EXCERPTED PASSAGE
- Healthcare costs are continuing to be burdensome for patients, even when patients have health payer coverage, according to a recent survey from the Kaiser Family Foundation.
More patients have health plans with a deductible, meaning the patient is responsible for all healthcare costs up to a certain cap at which the payer’s contributions kick in. In 2018, 85 percent of beneficiaries covered by an employer-sponsored health plan had a deductible as a part of the benefits package.
That is up from 81 percent of beneficiaries in 2017 and 59 percent in 2008.
What’s more, these deductibles are getting higher, meaning beneficiaries must pay more in financial responsibility before the payer contributes. Currently, 26 percent of members with an employer-sponsored plan have a deductible of at least $2,000. Twenty-two percent of members had deductibles that high last year, and 15 percent had $2,000 deductibles in 2008.
This is bad news for workers, said KFF vice president and director of the Health Care Marketplace Project Gary Claxton. Beneficiaries will be liable for more patient financial responsibility under high-deductible health plans. And as HDHPs become more prevalent, costs could become crippling.
“Deductibles of $2,000 or more are increasingly common in employer plans, which means the bills can pile up quickly for workers who require significant medical care,” Claxton, who also served as lead author on the KFF analysis, said in a statement.
Beneficiaries are also seeing higher costs by way of increased premiums, even under employer-sponsored plans. Premiums for employer-sponsored family health plans increased by 5 percent this year; for single plans, premium increases totaled at around 3 percent.
Although employers are paying the bulk of these premiums, patients are still feeling the cost burden. Workers are responsible for $5,547 of a family plan premium, and $1,186 of a single plan premium.
All of this comes as workers’ wages remain relatively stagnant. Although wages do typically increase yearly to, in theory, keep up with inflation, these wage increases pale in comparison with increases in patient financial responsibility.
“Health costs don’t rise in a vacuum,” said Drew Altman, the president and CEO of KFF. “As long as out-of-pocket costs for deductibles, drugs, surprise bills and more continue to outpace wage growth, people will be frustrated by their medical bills and see health costs as huge pocketbook and political issues.”
These results come as large numbers of patients depend on their employers for their healthcare coverage. In total, 152 million Americans are enrolled on an employer-sponsored health plan. Fifty-seven percent of employers offered insurance coverage to their workers this year, a similar proportion to previous years.

Image-grounded pointing rows

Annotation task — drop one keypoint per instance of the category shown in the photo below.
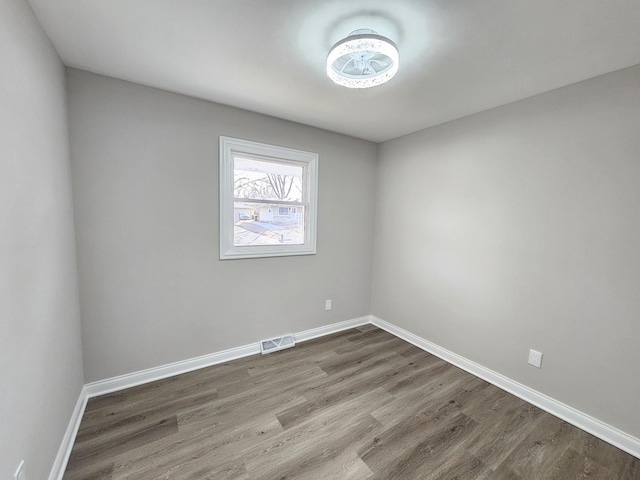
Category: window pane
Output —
(267, 224)
(262, 180)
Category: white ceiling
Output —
(457, 57)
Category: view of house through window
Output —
(268, 202)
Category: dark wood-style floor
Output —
(357, 404)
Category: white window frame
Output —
(229, 148)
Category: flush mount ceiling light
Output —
(363, 59)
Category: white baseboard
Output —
(60, 463)
(133, 379)
(581, 420)
(128, 380)
(333, 328)
(605, 432)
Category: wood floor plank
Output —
(357, 404)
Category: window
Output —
(268, 199)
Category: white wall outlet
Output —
(535, 358)
(20, 475)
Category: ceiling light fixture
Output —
(363, 59)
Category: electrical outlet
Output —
(20, 475)
(535, 358)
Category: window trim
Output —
(230, 147)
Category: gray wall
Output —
(145, 179)
(519, 228)
(40, 351)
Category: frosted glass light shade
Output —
(364, 59)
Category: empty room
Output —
(319, 239)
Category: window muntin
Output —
(267, 200)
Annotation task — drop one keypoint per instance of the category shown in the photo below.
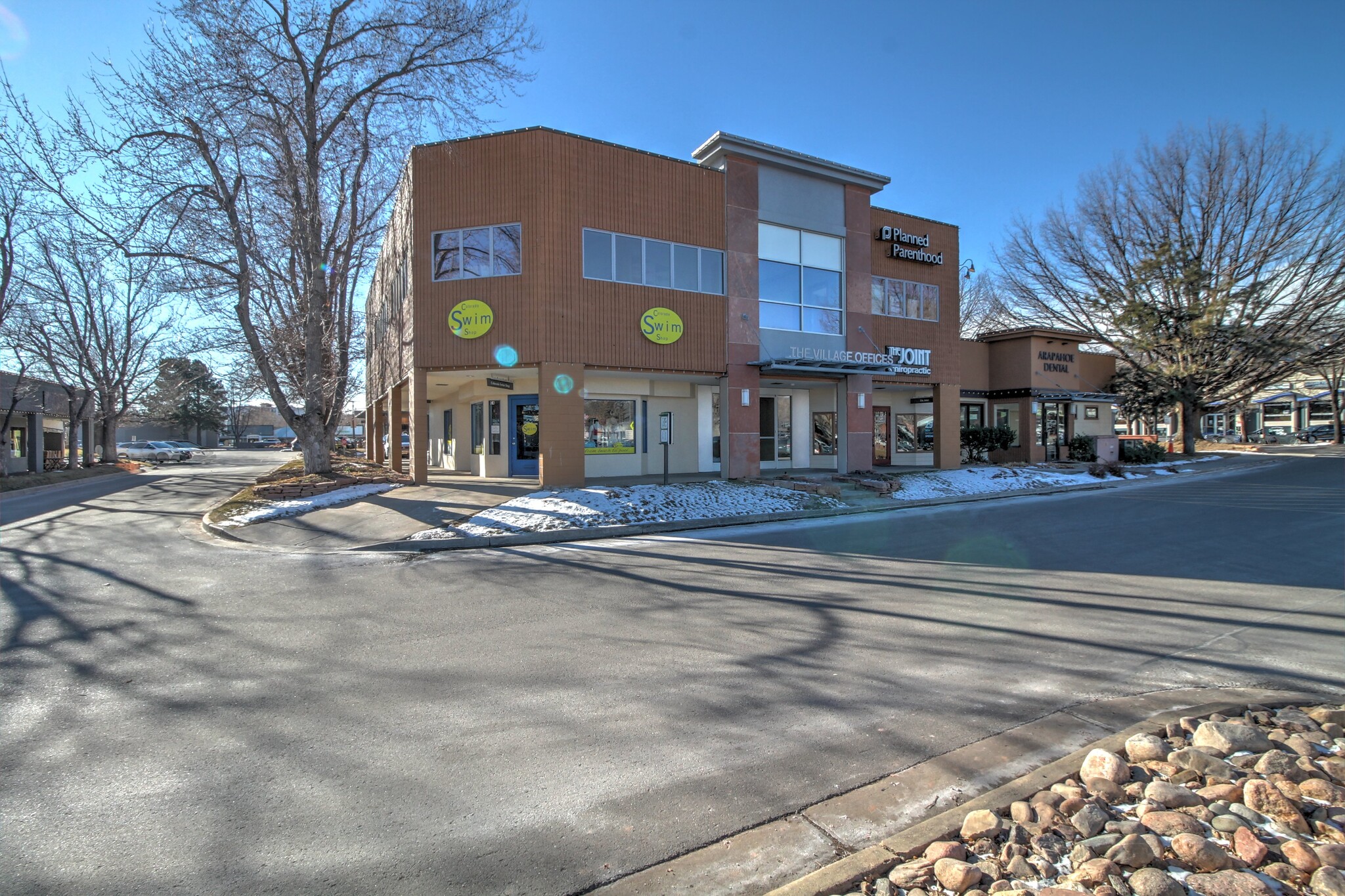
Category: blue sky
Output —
(977, 110)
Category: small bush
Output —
(979, 441)
(1138, 452)
(1102, 469)
(1083, 448)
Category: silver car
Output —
(160, 452)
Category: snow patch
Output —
(294, 507)
(600, 507)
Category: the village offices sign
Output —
(908, 246)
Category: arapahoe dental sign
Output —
(908, 246)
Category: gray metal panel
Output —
(798, 200)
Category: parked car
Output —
(1320, 433)
(159, 452)
(1271, 436)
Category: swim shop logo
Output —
(908, 246)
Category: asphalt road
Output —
(181, 715)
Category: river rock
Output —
(1275, 762)
(1088, 820)
(946, 849)
(912, 875)
(1229, 883)
(1324, 715)
(1145, 747)
(1200, 855)
(1103, 763)
(1151, 882)
(1328, 882)
(1231, 738)
(1248, 847)
(957, 875)
(1331, 855)
(1172, 796)
(1202, 762)
(1132, 852)
(1268, 800)
(1094, 872)
(981, 824)
(1228, 824)
(1169, 824)
(1323, 790)
(1106, 789)
(1301, 856)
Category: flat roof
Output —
(712, 152)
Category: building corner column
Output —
(947, 426)
(420, 431)
(560, 431)
(395, 427)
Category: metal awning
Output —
(822, 368)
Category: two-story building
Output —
(548, 305)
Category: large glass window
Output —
(478, 427)
(609, 426)
(799, 280)
(478, 251)
(653, 263)
(912, 431)
(1007, 416)
(906, 299)
(824, 433)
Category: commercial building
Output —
(548, 305)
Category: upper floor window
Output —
(904, 299)
(799, 280)
(653, 263)
(478, 251)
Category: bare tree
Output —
(256, 146)
(984, 307)
(1201, 264)
(97, 323)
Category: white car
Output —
(160, 452)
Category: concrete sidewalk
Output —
(390, 516)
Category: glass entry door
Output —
(523, 435)
(1052, 429)
(881, 436)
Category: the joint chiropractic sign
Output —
(908, 246)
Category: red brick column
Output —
(740, 448)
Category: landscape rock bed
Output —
(1251, 805)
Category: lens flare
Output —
(14, 37)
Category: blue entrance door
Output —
(523, 435)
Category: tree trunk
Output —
(1189, 426)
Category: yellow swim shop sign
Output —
(471, 319)
(661, 326)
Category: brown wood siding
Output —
(554, 186)
(939, 336)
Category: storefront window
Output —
(824, 433)
(609, 426)
(1007, 416)
(799, 280)
(912, 433)
(479, 251)
(906, 299)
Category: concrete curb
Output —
(831, 845)
(431, 545)
(845, 874)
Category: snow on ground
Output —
(294, 507)
(623, 505)
(984, 480)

ASSIGNED TASK A
Please repeat the article on healthcare costs word for word, from "Beneficiaries are also" through "patient financial responsibility.".
ASSIGNED TASK B
According to the article on healthcare costs, how many Americans are enrolled in an employer-sponsored health plan?
ASSIGNED TASK C
Take the article on healthcare costs further, continuing on from its final paragraph.
None of the rows are needed here.

WRITTEN REPLY A
Beneficiaries are also seeing higher costs by way of increased premiums, even under employer-sponsored plans. Premiums for employer-sponsored family health plans increased by 5 percent this year; for single plans, premium increases totaled at around 3 percent.
Although employers are paying the bulk of these premiums, patients are still feeling the cost burden. Workers are responsible for $5,547 of a family plan premium, and $1,186 of a single plan premium.
All of this comes as workers’ wages remain relatively stagnant. Although wages do typically increase yearly to, in theory, keep up with inflation, these wage increases pale in comparison with increases in patient financial responsibility.

WRITTEN REPLY B
152 million

WRITTEN REPLY C
But employers are predicting changes in the number of workers they have to cover, the survey found. Given the relaxing of the tax penalty for lacking payer coverage – known as the individual mandate – employers predict they will not have to cover as many patients as years previous.
Employers have also set up their own incentives for workers who choose to forego payer coverage. Thirteen percent said they have rewards for workers who choose to enroll on their spouse’s plan, and 16 percent said they have rewards in place for those who opt out of coverage for other reasons.
The survey also revealed trends in how employers interact with the workers who do enroll in healthcare benefits packages.
Twenty-one percent of employers said they collect data from patients’ wearable fitness devices as a part of a health and wellness program, up from 14 percent last year.
Seventy percent of employers give workers the option to complete a health risk assessment, which collects data about workers’ health histories, biometric data, and lifestyle information. These assessments can be useful in determining risk level of beneficiaries.
Thirty-eight percent of employers offer incentives for completing health risk assessments, with financial incentives totaling at a maximum of $500.
Ultimately, this survey highlights the overall financial toll that rising healthcare costs are taking on beneficiaries and the employers who sponsor their payer coverage. As healthcare costs continue to increase, as will the financial burden payers face. In turn, beneficiaries may face higher financial responsibility for their care via higher premiums and higher deductibles.